◆ **Excerpts of pointing data**:
----

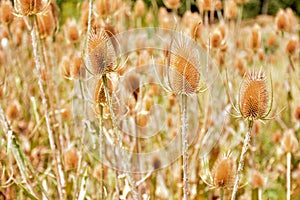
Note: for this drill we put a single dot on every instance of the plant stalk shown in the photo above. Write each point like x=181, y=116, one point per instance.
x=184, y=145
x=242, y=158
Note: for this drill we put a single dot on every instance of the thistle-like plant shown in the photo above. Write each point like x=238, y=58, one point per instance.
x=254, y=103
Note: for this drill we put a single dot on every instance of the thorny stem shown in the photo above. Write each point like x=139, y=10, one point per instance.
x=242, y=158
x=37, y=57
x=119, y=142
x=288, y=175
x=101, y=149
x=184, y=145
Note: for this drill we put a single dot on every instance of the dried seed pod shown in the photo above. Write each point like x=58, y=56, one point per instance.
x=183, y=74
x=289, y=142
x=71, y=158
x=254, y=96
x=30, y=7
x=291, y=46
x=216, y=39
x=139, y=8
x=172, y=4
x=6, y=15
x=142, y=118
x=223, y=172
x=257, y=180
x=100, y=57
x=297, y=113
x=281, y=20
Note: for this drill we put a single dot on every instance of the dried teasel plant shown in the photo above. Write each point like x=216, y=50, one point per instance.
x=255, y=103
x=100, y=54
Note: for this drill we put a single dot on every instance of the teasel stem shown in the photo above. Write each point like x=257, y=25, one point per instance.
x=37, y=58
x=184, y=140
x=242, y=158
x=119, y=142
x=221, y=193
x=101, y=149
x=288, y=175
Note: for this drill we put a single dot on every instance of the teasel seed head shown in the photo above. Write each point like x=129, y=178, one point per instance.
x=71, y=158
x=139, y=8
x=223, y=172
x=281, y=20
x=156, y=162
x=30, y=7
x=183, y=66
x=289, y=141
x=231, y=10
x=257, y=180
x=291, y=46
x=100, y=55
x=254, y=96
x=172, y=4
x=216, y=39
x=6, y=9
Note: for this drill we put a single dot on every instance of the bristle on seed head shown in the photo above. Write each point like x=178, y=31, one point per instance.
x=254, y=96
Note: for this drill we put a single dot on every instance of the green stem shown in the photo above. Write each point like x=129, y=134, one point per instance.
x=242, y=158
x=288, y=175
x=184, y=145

----

◆ **Exercise**: Can you retype every one of the records above word for word, omitting the pictures?

◆ **The reply**:
Note: for this drill we put a single dot on every instance of the plant stalk shown in the photo above. Write each point like x=181, y=116, one point per instance.
x=184, y=145
x=242, y=158
Note: for this drill we put a single dot on every instance of the thistle-like plant shown in the photo above. Write each point like x=238, y=58, one point per instance.
x=254, y=103
Note: for this drill we put a single dot on every instance of the thorny stem shown in the photo above. Write each point like x=139, y=10, one point per instance.
x=242, y=158
x=37, y=57
x=119, y=142
x=288, y=175
x=101, y=149
x=184, y=145
Note: for this drill we put a single dot on every instance of the dried seed pod shown in the photo above. Write each point like x=58, y=56, one point per instance.
x=183, y=74
x=289, y=142
x=71, y=158
x=254, y=96
x=30, y=7
x=291, y=46
x=216, y=39
x=139, y=8
x=172, y=4
x=6, y=15
x=142, y=118
x=223, y=172
x=257, y=180
x=100, y=57
x=297, y=113
x=281, y=20
Note: for this drill we put a single dot on every instance of the dried teasel plant shown in the photo above. Write each point like x=216, y=50, one point per instance.
x=255, y=103
x=100, y=54
Note: for this drill we put a single dot on every instance of the teasel stem shown in the photo above. Write each point like x=257, y=25, one point per instance.
x=37, y=58
x=184, y=140
x=242, y=158
x=119, y=142
x=221, y=193
x=101, y=149
x=288, y=175
Note: for this drill we put a single dot on every instance of the teasel seed head shown in the photo above. Write each point like x=129, y=178, one point per instance.
x=71, y=158
x=139, y=8
x=223, y=172
x=281, y=20
x=156, y=162
x=30, y=7
x=183, y=66
x=289, y=141
x=231, y=10
x=257, y=180
x=291, y=46
x=100, y=55
x=254, y=96
x=172, y=4
x=216, y=39
x=6, y=9
Note: for this drill we put a single dot on every instance of the bristle on seed head shown in the photo above. Write each point like x=178, y=31, one point per instance.
x=254, y=96
Note: for this drill we put a single dot on every instance of the green stem shown in the photo above. Write each point like x=129, y=134, one point per instance.
x=242, y=158
x=288, y=175
x=184, y=145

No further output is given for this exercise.